## WHAT TO WORK ON
Filter the records, keeping every line that has the string "before".

#####

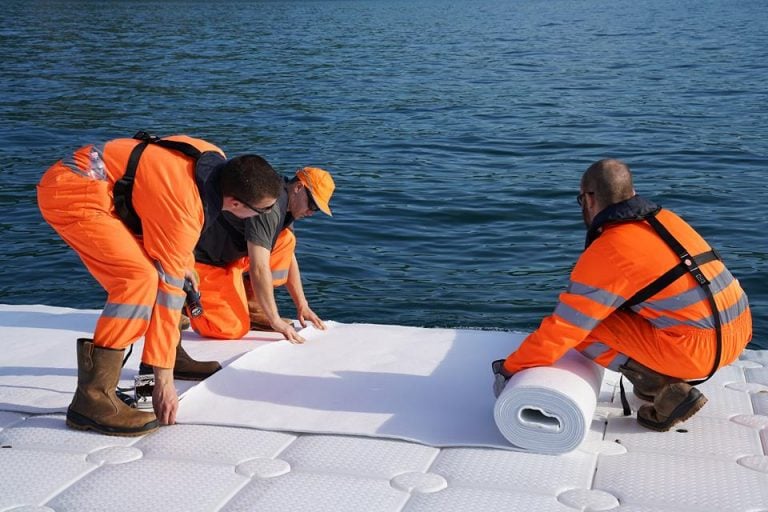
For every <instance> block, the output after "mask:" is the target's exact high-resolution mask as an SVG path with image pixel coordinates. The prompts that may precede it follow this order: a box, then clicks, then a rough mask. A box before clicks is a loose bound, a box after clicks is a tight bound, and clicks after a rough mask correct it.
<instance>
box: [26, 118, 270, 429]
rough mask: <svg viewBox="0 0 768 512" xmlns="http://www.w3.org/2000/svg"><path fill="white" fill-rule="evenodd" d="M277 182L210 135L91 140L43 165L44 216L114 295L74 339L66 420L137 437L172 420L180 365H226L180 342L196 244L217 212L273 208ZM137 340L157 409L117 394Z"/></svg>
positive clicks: (42, 201) (246, 214)
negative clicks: (205, 137)
mask: <svg viewBox="0 0 768 512" xmlns="http://www.w3.org/2000/svg"><path fill="white" fill-rule="evenodd" d="M281 186H282V183H281V181H280V177H279V175H277V173H275V171H274V170H273V169H272V168H271V167H270V166H269V164H268V163H267V162H265V161H264V160H263V159H262V158H260V157H258V156H255V155H245V156H241V157H237V158H234V159H232V160H226V159H225V156H224V153H223V152H222V151H221V150H220V149H219V148H217V147H216V146H214V145H212V144H209V143H208V142H205V141H203V140H200V139H194V138H191V137H187V136H183V135H179V136H173V137H168V138H164V139H157V138H155V137H151V136H149V135H147V134H146V133H143V132H139V133H138V134H136V136H135V137H134V138H132V139H128V138H126V139H116V140H111V141H109V142H107V143H106V144H104V145H103V146H96V145H89V146H85V147H83V148H81V149H79V150H77V151H76V152H75V153H74V154H73V155H72V157H71V158H68V159H66V160H60V161H58V162H56V163H55V164H54V165H53V166H52V167H51V168H50V169H48V171H46V173H45V174H44V175H43V177H42V179H41V181H40V183H39V184H38V187H37V196H38V204H39V206H40V211H41V212H42V214H43V217H44V218H45V220H46V221H47V222H48V223H49V224H50V225H51V226H52V227H53V228H54V229H55V230H56V231H57V232H58V233H59V235H60V236H61V237H62V238H63V239H64V241H65V242H66V243H67V244H68V245H69V246H70V247H72V248H73V249H74V250H75V251H76V252H77V253H78V255H79V256H80V259H81V260H82V261H83V263H84V264H85V266H86V268H87V269H88V270H89V271H90V273H91V274H92V275H93V277H94V278H95V279H96V280H97V281H98V282H99V284H101V286H102V287H103V288H104V289H105V290H106V291H107V294H108V296H107V303H106V305H105V306H104V309H103V311H102V313H101V315H100V317H99V319H98V321H97V323H96V328H95V331H94V334H93V338H92V339H79V340H77V370H78V378H77V390H76V391H75V396H74V398H73V399H72V403H71V404H70V406H69V408H68V410H67V425H69V426H70V427H73V428H76V429H82V430H95V431H97V432H100V433H103V434H109V435H121V436H134V435H141V434H145V433H147V432H151V431H153V430H156V429H157V428H158V424H164V425H170V424H173V423H175V417H176V411H177V409H178V397H177V395H176V389H175V387H174V374H175V372H177V371H179V370H183V371H185V372H189V371H190V370H191V371H192V372H193V373H194V372H196V375H195V376H196V377H197V378H204V377H205V376H207V375H209V374H210V373H212V372H214V371H216V370H217V369H219V368H220V366H219V365H218V363H216V362H208V363H205V362H203V363H201V362H198V361H194V360H193V359H191V358H189V357H188V356H187V355H186V354H185V352H184V351H183V349H181V347H180V345H179V343H180V332H179V319H180V315H181V308H182V306H183V304H184V299H185V292H184V291H183V287H184V283H185V279H189V280H191V281H192V282H193V283H194V280H195V276H194V270H193V267H194V258H193V250H194V247H195V244H196V243H197V241H198V239H199V238H200V234H201V232H202V231H203V229H204V227H207V226H210V225H212V224H215V223H216V219H217V218H218V217H219V216H220V215H221V213H222V212H228V213H230V214H232V215H235V216H237V217H241V218H247V217H252V216H255V215H258V213H257V212H258V211H259V210H260V209H265V208H269V207H270V206H272V205H273V204H274V202H275V200H276V198H277V195H278V193H279V191H280V188H281ZM113 198H114V199H113ZM141 336H144V339H145V342H144V352H143V354H142V363H143V364H145V365H149V366H150V367H152V368H153V369H154V375H155V387H154V392H153V395H152V403H153V406H154V413H152V412H143V411H140V410H138V409H134V408H131V407H129V406H127V405H125V404H124V403H123V402H122V401H121V400H120V399H119V398H118V397H117V396H116V394H115V388H116V386H117V383H118V381H119V378H120V370H121V367H122V360H123V351H124V349H125V348H126V347H128V346H129V345H131V344H133V343H134V342H135V341H136V340H137V339H139V338H140V337H141Z"/></svg>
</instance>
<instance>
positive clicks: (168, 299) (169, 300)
mask: <svg viewBox="0 0 768 512" xmlns="http://www.w3.org/2000/svg"><path fill="white" fill-rule="evenodd" d="M184 299H186V297H185V296H183V295H182V296H179V295H172V294H170V293H168V292H164V291H162V290H158V291H157V299H155V303H156V304H158V305H159V306H165V307H166V308H168V309H171V310H174V311H180V310H181V308H182V307H184Z"/></svg>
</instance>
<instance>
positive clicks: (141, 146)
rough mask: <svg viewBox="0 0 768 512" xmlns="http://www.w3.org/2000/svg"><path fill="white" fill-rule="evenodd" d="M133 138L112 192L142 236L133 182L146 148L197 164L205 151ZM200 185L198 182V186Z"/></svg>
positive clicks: (190, 144) (179, 144)
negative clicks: (134, 142)
mask: <svg viewBox="0 0 768 512" xmlns="http://www.w3.org/2000/svg"><path fill="white" fill-rule="evenodd" d="M132 138H134V139H137V140H140V141H141V142H139V143H138V144H137V145H136V146H135V147H134V148H133V149H132V150H131V154H130V156H129V157H128V163H127V164H126V166H125V174H123V176H122V178H120V179H119V180H117V181H116V182H115V186H114V188H113V190H112V194H113V198H114V204H115V213H116V214H117V216H118V217H120V220H122V221H123V224H125V226H126V227H127V228H128V229H130V230H131V231H132V232H133V233H134V234H135V235H138V236H140V235H141V234H142V231H143V230H142V227H141V218H139V215H138V214H137V213H136V210H135V209H134V207H133V199H132V197H133V184H134V181H135V179H136V170H137V169H138V166H139V160H140V159H141V155H142V154H143V153H144V150H145V149H147V147H148V146H149V145H150V144H154V145H156V146H159V147H161V148H165V149H168V150H171V151H176V152H178V153H181V154H183V155H185V156H187V157H189V158H191V159H192V160H193V161H194V162H195V163H196V164H197V162H198V160H200V157H201V156H202V155H203V152H201V151H200V150H199V149H197V148H196V147H194V146H193V145H192V144H188V143H186V142H180V141H175V140H166V139H161V138H159V137H157V136H154V135H150V134H149V133H147V132H145V131H138V132H136V134H135V135H134V136H133V137H132ZM199 187H200V185H199V184H198V188H199ZM132 352H133V344H131V346H130V347H129V349H128V353H127V354H126V355H125V357H124V358H123V366H125V363H126V361H128V358H129V357H131V353H132ZM126 390H127V389H124V388H120V387H118V392H124V391H126Z"/></svg>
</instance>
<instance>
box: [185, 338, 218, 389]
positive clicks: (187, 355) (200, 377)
mask: <svg viewBox="0 0 768 512" xmlns="http://www.w3.org/2000/svg"><path fill="white" fill-rule="evenodd" d="M219 370H221V365H220V364H219V363H218V362H217V361H197V360H195V359H192V357H191V356H190V355H189V354H187V351H186V350H184V347H182V346H181V340H179V344H178V345H176V362H175V363H174V365H173V378H174V379H179V380H203V379H206V378H208V377H210V376H211V375H213V374H214V373H216V372H217V371H219Z"/></svg>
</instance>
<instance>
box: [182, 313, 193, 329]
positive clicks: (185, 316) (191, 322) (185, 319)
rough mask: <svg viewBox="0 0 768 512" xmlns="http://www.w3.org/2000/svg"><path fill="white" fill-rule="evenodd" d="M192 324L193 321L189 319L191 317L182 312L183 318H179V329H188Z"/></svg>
mask: <svg viewBox="0 0 768 512" xmlns="http://www.w3.org/2000/svg"><path fill="white" fill-rule="evenodd" d="M190 325H192V322H190V321H189V317H188V316H187V315H185V314H184V313H182V314H181V318H179V330H180V331H186V330H187V329H189V326H190Z"/></svg>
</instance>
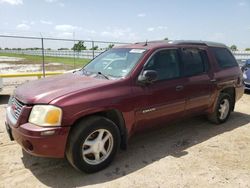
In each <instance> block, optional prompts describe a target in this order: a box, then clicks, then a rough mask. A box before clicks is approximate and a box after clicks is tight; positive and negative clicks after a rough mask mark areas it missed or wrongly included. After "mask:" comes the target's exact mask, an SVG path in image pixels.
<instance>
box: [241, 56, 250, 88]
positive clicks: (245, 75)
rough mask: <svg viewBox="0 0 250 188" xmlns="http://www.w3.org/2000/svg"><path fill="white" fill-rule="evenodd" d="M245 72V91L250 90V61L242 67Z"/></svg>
mask: <svg viewBox="0 0 250 188" xmlns="http://www.w3.org/2000/svg"><path fill="white" fill-rule="evenodd" d="M241 70H242V72H243V82H244V85H245V90H250V59H248V60H246V62H245V64H244V65H243V66H242V67H241Z"/></svg>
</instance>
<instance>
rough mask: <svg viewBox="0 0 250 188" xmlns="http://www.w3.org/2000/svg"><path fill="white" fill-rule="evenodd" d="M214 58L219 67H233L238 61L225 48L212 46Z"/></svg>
mask: <svg viewBox="0 0 250 188" xmlns="http://www.w3.org/2000/svg"><path fill="white" fill-rule="evenodd" d="M212 51H213V52H214V55H215V58H216V60H217V62H218V64H219V66H220V68H227V67H234V66H237V65H238V63H237V61H236V60H235V58H234V57H233V55H232V53H231V52H230V51H229V50H228V49H226V48H215V47H214V48H212Z"/></svg>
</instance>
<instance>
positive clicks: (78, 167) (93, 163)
mask: <svg viewBox="0 0 250 188" xmlns="http://www.w3.org/2000/svg"><path fill="white" fill-rule="evenodd" d="M119 135H120V134H119V129H118V127H117V126H116V125H115V124H114V123H113V122H112V121H110V120H109V119H107V118H105V117H101V116H92V117H89V118H87V119H84V120H82V121H81V122H79V123H78V124H77V125H76V127H74V129H73V130H72V132H71V133H70V135H69V140H68V146H67V151H66V157H67V159H68V161H69V162H70V163H71V165H72V166H74V167H75V168H76V169H78V170H81V171H84V172H87V173H93V172H97V171H99V170H101V169H103V168H105V167H107V166H108V165H109V164H110V163H111V162H112V160H113V158H114V156H115V154H116V151H117V149H118V146H119V145H120V136H119Z"/></svg>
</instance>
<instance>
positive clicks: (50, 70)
mask: <svg viewBox="0 0 250 188" xmlns="http://www.w3.org/2000/svg"><path fill="white" fill-rule="evenodd" d="M125 44H128V43H123V42H112V41H92V40H81V39H59V38H45V37H44V38H43V37H23V36H8V35H0V73H15V72H43V75H44V76H45V72H46V71H66V70H72V69H77V68H80V67H83V66H84V65H85V64H86V63H88V62H89V61H90V60H91V59H93V58H95V57H96V56H98V55H99V54H100V53H102V52H104V51H105V50H107V49H110V48H112V47H113V46H116V45H125Z"/></svg>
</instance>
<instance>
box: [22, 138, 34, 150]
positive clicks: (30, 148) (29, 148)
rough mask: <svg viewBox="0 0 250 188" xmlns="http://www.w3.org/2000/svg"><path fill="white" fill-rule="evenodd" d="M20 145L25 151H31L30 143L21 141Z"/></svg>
mask: <svg viewBox="0 0 250 188" xmlns="http://www.w3.org/2000/svg"><path fill="white" fill-rule="evenodd" d="M22 144H23V146H24V148H25V149H26V150H29V151H32V150H33V145H32V144H31V142H30V141H28V140H24V141H22Z"/></svg>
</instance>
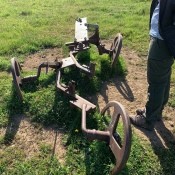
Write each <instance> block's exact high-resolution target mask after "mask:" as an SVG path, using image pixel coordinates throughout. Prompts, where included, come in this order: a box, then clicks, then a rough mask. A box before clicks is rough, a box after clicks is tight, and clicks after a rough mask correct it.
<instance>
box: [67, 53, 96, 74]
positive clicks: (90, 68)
mask: <svg viewBox="0 0 175 175" xmlns="http://www.w3.org/2000/svg"><path fill="white" fill-rule="evenodd" d="M70 57H71V58H72V60H73V62H74V64H75V65H76V67H78V68H79V69H81V70H82V71H83V72H85V73H87V74H89V75H91V76H93V75H94V73H95V64H94V63H91V64H90V66H89V67H88V66H82V65H81V64H79V63H78V61H77V60H76V59H75V57H74V53H73V52H71V51H70Z"/></svg>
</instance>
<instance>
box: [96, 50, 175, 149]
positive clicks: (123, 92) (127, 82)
mask: <svg viewBox="0 0 175 175" xmlns="http://www.w3.org/2000/svg"><path fill="white" fill-rule="evenodd" d="M121 55H122V56H123V58H125V61H126V64H127V69H128V74H127V76H126V78H125V79H123V78H122V79H121V78H120V77H116V78H115V79H112V81H111V82H104V83H103V87H102V89H101V91H100V93H99V94H98V98H96V97H94V98H95V99H94V100H95V101H97V104H98V106H99V108H100V110H101V109H102V108H103V107H105V105H106V104H107V103H108V102H109V101H112V100H115V101H118V102H120V103H121V104H122V105H123V106H124V107H125V109H126V111H127V112H128V114H129V115H130V116H132V115H133V116H134V115H135V114H136V112H135V111H136V109H143V108H144V106H145V104H146V101H147V87H148V84H147V75H146V64H147V58H146V57H139V56H138V55H137V53H136V52H134V51H131V50H129V49H127V48H122V52H121ZM171 88H172V87H171ZM174 114H175V109H174V108H172V107H168V106H167V107H166V108H165V109H164V113H163V122H157V123H156V127H155V131H154V132H150V131H146V130H140V129H139V128H135V127H134V126H132V129H133V134H137V135H139V136H140V138H141V139H142V140H143V141H148V142H151V144H153V145H156V146H157V147H159V146H160V147H165V148H167V147H169V144H175V133H174V132H175V130H174V129H175V127H174V125H175V118H174Z"/></svg>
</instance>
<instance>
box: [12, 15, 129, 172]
mask: <svg viewBox="0 0 175 175" xmlns="http://www.w3.org/2000/svg"><path fill="white" fill-rule="evenodd" d="M89 30H91V31H93V34H92V36H90V37H89V36H88V31H89ZM90 44H94V45H96V47H97V48H98V52H99V54H100V55H101V54H108V55H109V56H110V59H111V64H112V67H113V66H114V65H115V63H116V61H117V59H118V56H119V54H120V50H121V47H122V36H121V34H118V35H117V36H116V38H115V39H114V41H113V43H112V45H111V48H110V49H106V48H105V45H103V44H102V43H101V41H100V37H99V26H98V25H97V24H88V23H87V19H86V18H79V19H77V20H76V22H75V39H74V41H73V42H69V43H66V46H68V48H69V57H67V58H63V59H62V60H60V61H58V60H56V61H53V62H43V63H41V64H40V65H39V67H38V71H37V74H36V75H34V76H28V77H23V78H22V76H21V70H22V68H21V66H20V63H19V62H18V60H17V59H15V58H12V59H11V65H12V75H13V83H14V86H15V88H16V91H17V93H18V96H19V99H20V100H21V101H22V100H23V96H22V91H21V88H22V87H23V85H24V84H25V82H31V81H35V80H37V79H38V78H39V77H40V74H41V69H42V68H46V69H48V68H52V69H55V72H56V74H57V76H56V77H57V78H56V86H57V89H58V90H61V91H63V92H64V93H65V94H67V95H68V96H69V97H71V98H70V103H71V104H72V105H73V106H76V107H78V108H79V109H81V110H82V122H81V128H82V131H83V133H84V134H85V135H86V137H87V138H88V139H90V140H101V141H105V142H106V143H107V144H108V145H109V147H110V149H111V151H112V153H113V154H114V156H115V159H116V163H115V166H114V168H113V169H112V171H111V173H112V174H117V173H118V172H119V171H121V169H122V168H123V167H124V166H125V165H126V162H127V160H128V157H129V153H130V148H131V126H130V121H129V119H128V115H127V113H126V111H125V109H124V107H123V106H122V105H121V104H120V103H119V102H117V101H111V102H109V103H108V104H107V105H106V106H105V107H104V108H103V109H102V111H101V115H102V117H105V116H108V120H107V121H108V122H107V124H106V128H105V130H104V131H100V130H95V129H88V128H87V127H86V116H87V114H88V112H89V111H91V110H94V109H95V108H96V106H95V105H94V104H93V103H91V102H89V101H87V100H86V99H84V98H82V97H80V96H79V95H77V94H76V93H75V82H74V81H70V82H69V83H68V84H67V85H65V84H62V83H61V77H62V75H61V72H62V70H64V69H65V68H67V67H70V66H75V67H77V68H78V69H80V70H82V71H83V72H84V73H85V74H87V75H89V76H90V77H91V76H93V75H94V73H95V64H92V63H90V64H89V66H87V65H81V64H80V63H79V62H78V61H77V59H76V57H75V56H76V54H77V53H79V52H81V51H84V50H87V49H89V48H90ZM109 111H110V113H109ZM121 125H122V129H121V128H120V127H121ZM119 128H120V129H119Z"/></svg>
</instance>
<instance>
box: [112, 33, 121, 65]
mask: <svg viewBox="0 0 175 175" xmlns="http://www.w3.org/2000/svg"><path fill="white" fill-rule="evenodd" d="M121 48H122V35H121V34H120V33H118V34H117V36H116V37H115V39H114V41H113V43H112V45H111V49H110V50H111V53H110V57H111V65H112V68H113V67H114V65H115V64H116V63H117V60H118V57H119V55H120V51H121Z"/></svg>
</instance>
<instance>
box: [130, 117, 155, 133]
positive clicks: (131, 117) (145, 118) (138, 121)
mask: <svg viewBox="0 0 175 175" xmlns="http://www.w3.org/2000/svg"><path fill="white" fill-rule="evenodd" d="M130 121H131V123H132V124H133V125H135V126H138V127H140V128H144V129H146V130H149V131H153V130H154V126H153V125H152V124H151V123H148V122H147V121H146V118H145V116H144V115H136V116H134V117H130Z"/></svg>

#####

## TASK RESPONSE
For every <instance> block, the output after "mask:" is the target's exact high-resolution mask as an SVG path with image pixel coordinates. The prompts that may precede it follow this order: a box, then clicks, then a rough mask. A box before clicks is a loose bound, a box after clicks is a tight bound, and clicks after a rough mask correct it.
In each <instance> block, optional prompts describe a target in this order: a box, then clicks, then a rough mask. A box before clicks is approximate and a box after clicks is tight; positive and negative clicks after a rough mask mark areas it missed or wrongly included. After "mask:" comes the target's exact mask, an SVG path in image pixels.
Write each <instance> block's exact high-resolution target mask after "mask:" as an SVG path, using image pixel coordinates throughout. Prompts, where included, come in this order: a box, then clicks, then a rough mask. A box before clicks is rough, a box after clicks is tight, and clicks after a rough mask correct it.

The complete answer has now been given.